**Given problem**
Copy every one of the following entries, keeping each character the same.

_____

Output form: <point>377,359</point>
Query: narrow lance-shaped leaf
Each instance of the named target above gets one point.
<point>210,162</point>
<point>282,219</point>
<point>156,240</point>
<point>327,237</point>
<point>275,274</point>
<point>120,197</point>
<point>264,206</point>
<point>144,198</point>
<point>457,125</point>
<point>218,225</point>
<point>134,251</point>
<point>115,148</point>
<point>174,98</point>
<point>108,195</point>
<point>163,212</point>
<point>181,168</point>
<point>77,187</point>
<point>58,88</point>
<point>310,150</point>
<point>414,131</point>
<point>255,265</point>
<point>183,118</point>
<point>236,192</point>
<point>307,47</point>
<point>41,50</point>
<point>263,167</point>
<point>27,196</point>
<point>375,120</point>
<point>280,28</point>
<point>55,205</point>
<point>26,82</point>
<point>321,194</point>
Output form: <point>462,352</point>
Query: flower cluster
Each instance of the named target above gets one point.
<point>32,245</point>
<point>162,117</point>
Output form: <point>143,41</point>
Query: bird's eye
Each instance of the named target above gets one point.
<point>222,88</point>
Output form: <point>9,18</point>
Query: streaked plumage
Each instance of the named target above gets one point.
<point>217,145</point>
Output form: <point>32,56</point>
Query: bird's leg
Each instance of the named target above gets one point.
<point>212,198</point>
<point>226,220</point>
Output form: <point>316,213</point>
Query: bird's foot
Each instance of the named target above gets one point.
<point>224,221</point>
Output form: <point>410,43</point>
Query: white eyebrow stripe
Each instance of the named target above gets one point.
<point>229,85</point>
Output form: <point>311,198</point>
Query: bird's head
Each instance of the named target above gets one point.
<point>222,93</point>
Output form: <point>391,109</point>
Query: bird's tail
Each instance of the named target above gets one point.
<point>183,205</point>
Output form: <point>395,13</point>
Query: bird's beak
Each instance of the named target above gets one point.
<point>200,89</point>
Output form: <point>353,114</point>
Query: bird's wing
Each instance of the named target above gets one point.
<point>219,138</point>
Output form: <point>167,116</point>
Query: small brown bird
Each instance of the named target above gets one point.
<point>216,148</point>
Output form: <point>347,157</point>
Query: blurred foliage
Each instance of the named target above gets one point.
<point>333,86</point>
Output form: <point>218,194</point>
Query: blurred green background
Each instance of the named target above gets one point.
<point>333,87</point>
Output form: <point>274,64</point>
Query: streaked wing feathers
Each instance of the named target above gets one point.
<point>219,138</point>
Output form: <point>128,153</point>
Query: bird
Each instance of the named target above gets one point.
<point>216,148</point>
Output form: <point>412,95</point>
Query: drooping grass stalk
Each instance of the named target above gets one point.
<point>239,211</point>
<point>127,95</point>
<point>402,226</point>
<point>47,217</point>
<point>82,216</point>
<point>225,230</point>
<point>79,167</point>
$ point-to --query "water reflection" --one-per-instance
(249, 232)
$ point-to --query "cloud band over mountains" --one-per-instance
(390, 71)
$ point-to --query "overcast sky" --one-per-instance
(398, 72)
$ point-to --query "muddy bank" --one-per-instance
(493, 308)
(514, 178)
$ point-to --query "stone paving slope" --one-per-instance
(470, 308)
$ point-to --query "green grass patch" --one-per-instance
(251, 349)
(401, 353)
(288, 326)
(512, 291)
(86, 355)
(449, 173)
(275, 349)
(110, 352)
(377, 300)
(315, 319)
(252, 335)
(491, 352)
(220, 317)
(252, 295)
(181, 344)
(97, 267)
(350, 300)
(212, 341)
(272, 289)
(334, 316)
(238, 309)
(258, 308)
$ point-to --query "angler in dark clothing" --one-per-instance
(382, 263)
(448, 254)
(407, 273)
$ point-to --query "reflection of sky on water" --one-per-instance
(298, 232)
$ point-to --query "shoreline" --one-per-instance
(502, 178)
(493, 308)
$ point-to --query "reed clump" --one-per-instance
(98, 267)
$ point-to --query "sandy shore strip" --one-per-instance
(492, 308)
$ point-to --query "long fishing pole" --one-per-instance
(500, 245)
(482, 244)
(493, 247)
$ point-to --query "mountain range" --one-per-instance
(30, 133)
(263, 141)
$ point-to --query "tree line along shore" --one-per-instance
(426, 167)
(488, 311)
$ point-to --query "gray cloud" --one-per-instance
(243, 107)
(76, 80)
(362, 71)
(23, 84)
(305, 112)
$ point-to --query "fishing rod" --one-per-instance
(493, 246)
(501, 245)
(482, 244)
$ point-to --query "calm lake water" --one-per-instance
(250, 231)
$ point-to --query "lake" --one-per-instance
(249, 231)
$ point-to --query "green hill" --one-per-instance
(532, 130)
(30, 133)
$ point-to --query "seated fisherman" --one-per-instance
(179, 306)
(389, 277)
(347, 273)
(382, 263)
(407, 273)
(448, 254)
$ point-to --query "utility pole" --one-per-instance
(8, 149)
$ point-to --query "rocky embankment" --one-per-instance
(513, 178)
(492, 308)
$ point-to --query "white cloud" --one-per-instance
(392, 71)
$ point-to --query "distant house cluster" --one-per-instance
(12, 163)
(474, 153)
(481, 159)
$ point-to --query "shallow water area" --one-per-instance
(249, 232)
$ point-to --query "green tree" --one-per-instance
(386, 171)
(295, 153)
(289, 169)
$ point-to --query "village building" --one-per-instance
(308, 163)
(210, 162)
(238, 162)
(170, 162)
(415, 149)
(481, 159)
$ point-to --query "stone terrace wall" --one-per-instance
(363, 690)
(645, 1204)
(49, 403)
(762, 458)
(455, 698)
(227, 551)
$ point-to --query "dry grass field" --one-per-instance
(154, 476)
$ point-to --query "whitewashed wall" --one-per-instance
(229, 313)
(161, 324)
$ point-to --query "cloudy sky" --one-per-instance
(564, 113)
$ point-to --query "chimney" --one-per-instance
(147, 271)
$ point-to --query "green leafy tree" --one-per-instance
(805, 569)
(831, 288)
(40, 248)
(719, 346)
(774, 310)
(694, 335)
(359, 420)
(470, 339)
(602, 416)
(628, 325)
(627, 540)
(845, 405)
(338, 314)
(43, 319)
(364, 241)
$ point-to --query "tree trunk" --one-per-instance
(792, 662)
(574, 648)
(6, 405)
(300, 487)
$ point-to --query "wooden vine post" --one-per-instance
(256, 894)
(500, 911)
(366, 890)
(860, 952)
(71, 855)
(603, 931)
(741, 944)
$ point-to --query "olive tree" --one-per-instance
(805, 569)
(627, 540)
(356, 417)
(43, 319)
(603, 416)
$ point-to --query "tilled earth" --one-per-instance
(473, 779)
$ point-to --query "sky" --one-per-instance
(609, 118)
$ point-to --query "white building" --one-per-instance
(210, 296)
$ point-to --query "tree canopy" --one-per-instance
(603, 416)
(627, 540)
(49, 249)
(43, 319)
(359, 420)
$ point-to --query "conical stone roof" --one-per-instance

_____

**Written answer**
Output form: <point>377,359</point>
Query: narrow lance-shaped leaf
Each instance of the named target above gets one point.
<point>210,162</point>
<point>282,219</point>
<point>156,240</point>
<point>327,237</point>
<point>275,274</point>
<point>120,197</point>
<point>264,206</point>
<point>144,198</point>
<point>457,125</point>
<point>218,225</point>
<point>134,251</point>
<point>115,148</point>
<point>174,98</point>
<point>108,195</point>
<point>163,212</point>
<point>181,168</point>
<point>77,187</point>
<point>58,88</point>
<point>310,150</point>
<point>414,131</point>
<point>255,265</point>
<point>183,118</point>
<point>236,192</point>
<point>307,47</point>
<point>41,50</point>
<point>263,167</point>
<point>27,196</point>
<point>375,120</point>
<point>280,28</point>
<point>55,205</point>
<point>26,82</point>
<point>321,194</point>
Output form: <point>462,352</point>
Query: flower cluster
Each instance of the named target above gets one point.
<point>32,245</point>
<point>162,117</point>
Output form: <point>143,41</point>
Query: bird's eye
Each instance of the named target above gets one point.
<point>222,88</point>
Output form: <point>9,18</point>
Query: streaked plumage
Each instance of the named target above gets one point.
<point>217,145</point>
Output form: <point>32,56</point>
Query: bird's leg
Each instance of the named target above gets one point.
<point>212,198</point>
<point>226,220</point>
Output form: <point>316,213</point>
Query: bird's foot
Each instance of the named target above gets one point.
<point>224,221</point>
Output form: <point>410,43</point>
Query: white eyebrow stripe
Each instance of the named target above gets one point.
<point>229,85</point>
Output form: <point>311,198</point>
Query: bird's head
Each instance of the named target above gets one point.
<point>222,93</point>
Output form: <point>391,109</point>
Query: bird's tail
Each instance of the named target above gets one point.
<point>183,205</point>
Output form: <point>395,13</point>
Query: bird's beak
Each instance of the named target above gets one point.
<point>200,89</point>
Output form: <point>353,114</point>
Query: bird's wing
Each instance of the named target above gets one point.
<point>219,138</point>
Output form: <point>167,116</point>
Query: small brown bird
Each instance of the named target above gets one point.
<point>216,148</point>
Output form: <point>347,157</point>
Query: blurred foliage
Each instance of the named target above gets one point.
<point>333,86</point>
Output form: <point>218,194</point>
Query: blurred green background
Each instance of the named target above gets one point.
<point>333,87</point>
Output form: <point>274,64</point>
Query: streaked wing feathers
Each instance of the named target above gets one point.
<point>219,138</point>
Output form: <point>128,153</point>
Query: bird
Each instance of the named target above gets one point.
<point>216,148</point>
Output form: <point>412,95</point>
Query: drooping grass stalk
Each instance of the named target above gets one point.
<point>239,211</point>
<point>127,95</point>
<point>402,226</point>
<point>47,217</point>
<point>82,216</point>
<point>225,230</point>
<point>79,167</point>
$ point-to --query "water reflection" --one-per-instance
(249, 232)
$ point-to --query "cloud band over mountains" --one-per-instance
(390, 71)
$ point-to --query "overcast sky" --one-per-instance
(398, 72)
$ point-to --query "muddy bank" --one-per-instance
(493, 308)
(514, 178)
$ point-to --query "stone paving slope" --one-per-instance
(470, 308)
$ point-to --query "green grass patch" --one-per-instance
(251, 349)
(401, 353)
(288, 326)
(512, 291)
(86, 355)
(449, 173)
(275, 349)
(110, 352)
(377, 300)
(315, 319)
(252, 335)
(491, 352)
(220, 317)
(252, 295)
(181, 344)
(97, 267)
(350, 300)
(212, 341)
(272, 289)
(334, 316)
(238, 309)
(258, 308)
$ point-to --query "angler in dark clothing" --one-per-instance
(382, 263)
(448, 254)
(407, 273)
$ point-to --query "reflection of sky on water" --one-per-instance
(298, 232)
$ point-to --query "shoreline" --one-per-instance
(502, 178)
(493, 308)
$ point-to --query "reed clump" --one-per-instance
(98, 267)
$ point-to --query "sandy shore strip" --one-per-instance
(492, 308)
$ point-to --query "long fishing pole" --one-per-instance
(500, 245)
(482, 244)
(493, 247)
$ point-to --query "mountain range" --one-per-instance
(30, 133)
(263, 141)
$ point-to --query "tree line along shore" --one-per-instance
(426, 167)
(488, 311)
$ point-to --query "gray cloud" --one-per-instance
(243, 107)
(76, 80)
(362, 71)
(23, 84)
(305, 112)
$ point-to --query "fishing rod" --one-per-instance
(493, 246)
(501, 245)
(482, 244)
$ point-to --query "calm lake water" --one-per-instance
(250, 231)
$ point-to --query "lake" --one-per-instance
(249, 231)
$ point-to --query "green hill" --one-per-instance
(532, 130)
(30, 133)
$ point-to --query "seated fisherman" --one-per-instance
(179, 306)
(389, 277)
(347, 273)
(382, 263)
(407, 273)
(448, 254)
$ point-to --query "utility pole" --one-per-instance
(8, 149)
$ point-to --query "rocky embankment" --one-per-instance
(513, 178)
(492, 308)
$ point-to --query "white cloud" --one-per-instance
(392, 71)
$ point-to --query "distant house cluster" --one-per-instance
(12, 163)
(474, 153)
(481, 159)
$ point-to --query "shallow water area" --one-per-instance
(249, 232)
$ point-to --query "green tree" --one-per-instance
(386, 171)
(295, 153)
(289, 169)
$ point-to --query "village building" --one-per-instance
(308, 163)
(210, 162)
(238, 162)
(170, 162)
(415, 149)
(481, 159)
$ point-to --query "stone terrace wall" --one-per-instance
(363, 690)
(645, 1204)
(49, 403)
(762, 458)
(455, 698)
(227, 551)
$ point-to --query "dry grass field" --one-per-instance
(154, 476)
$ point-to --query "whitewashed wall" --one-per-instance
(229, 313)
(161, 324)
$ point-to --query "cloudy sky" --one-per-instance
(564, 113)
$ point-to --query "chimney" --one-per-instance
(147, 271)
$ point-to --query "green leafy tree" --one-per-instance
(805, 569)
(831, 288)
(40, 248)
(719, 346)
(774, 310)
(694, 335)
(359, 420)
(470, 339)
(602, 416)
(628, 325)
(627, 540)
(845, 405)
(338, 314)
(43, 319)
(364, 241)
$ point-to --query "tree trunk" --one-per-instance
(792, 662)
(574, 648)
(6, 405)
(300, 487)
$ point-to --query "wooden vine post" --one-per-instance
(256, 894)
(500, 911)
(366, 890)
(860, 952)
(71, 855)
(603, 931)
(741, 944)
$ point-to --query "olive tree" --one-per-instance
(805, 569)
(627, 540)
(356, 417)
(43, 319)
(603, 416)
$ point-to --query "tilled earth" --one-per-instance
(473, 779)
$ point-to --query "sky" --one-per-instance
(609, 118)
$ point-to --query "white building" --one-per-instance
(210, 296)
$ point-to --query "tree canopy" --one-per-instance
(603, 416)
(627, 540)
(49, 249)
(43, 319)
(359, 420)
$ point-to --query "conical stone roof" --one-per-instance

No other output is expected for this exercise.